# [REQUIRED WORK]
Transcribe the material below line for line, leaving out the pictures.

*** GIVEN RECORDS ***

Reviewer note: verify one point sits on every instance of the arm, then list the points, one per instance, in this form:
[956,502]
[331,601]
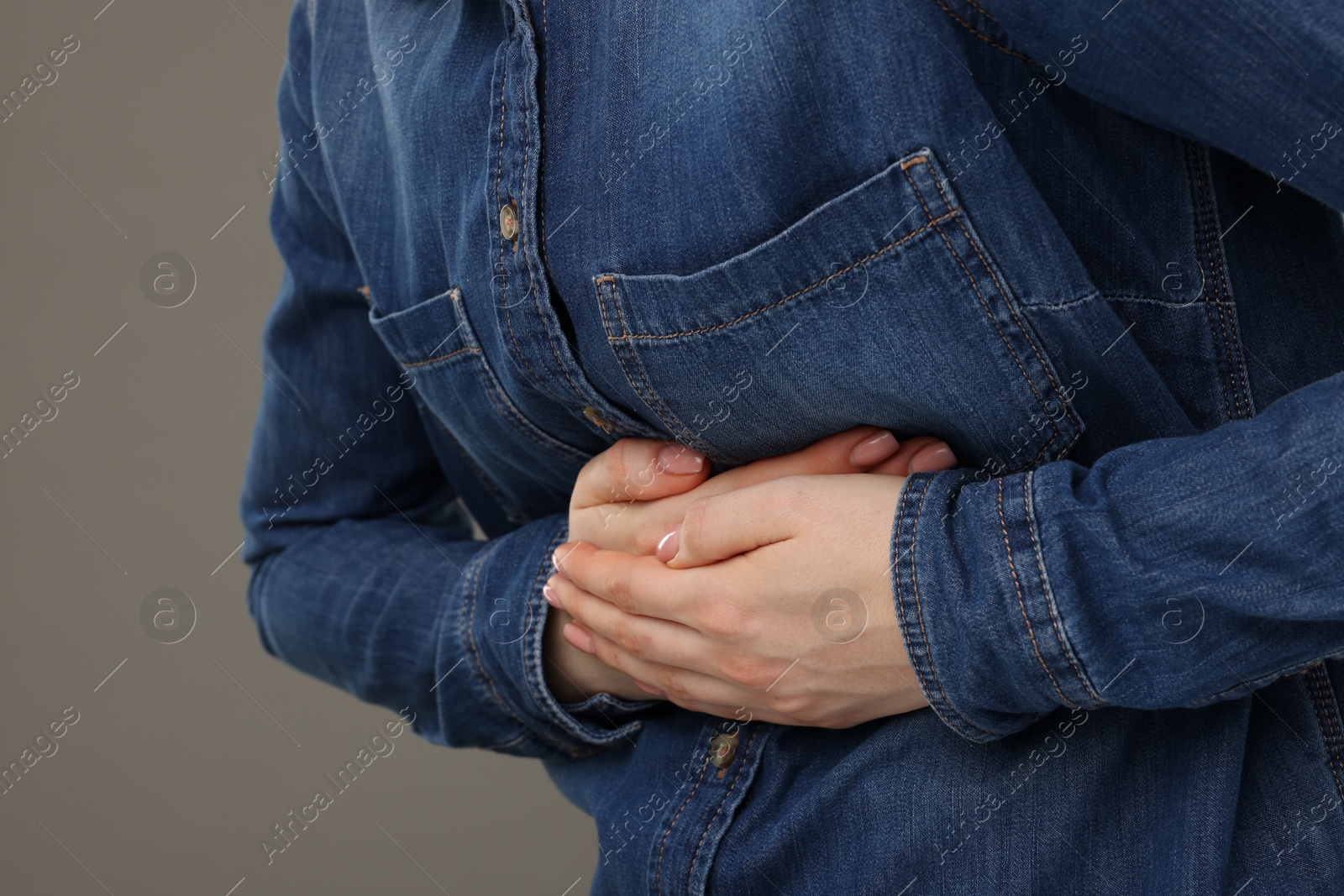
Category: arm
[1173,573]
[358,579]
[1261,81]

***

# [TASK ANSWER]
Reviewer note: verify one point sits on every instance of the arm, then list the points, one per instance, in this form:
[956,502]
[331,601]
Category: arm
[1173,573]
[358,579]
[1261,81]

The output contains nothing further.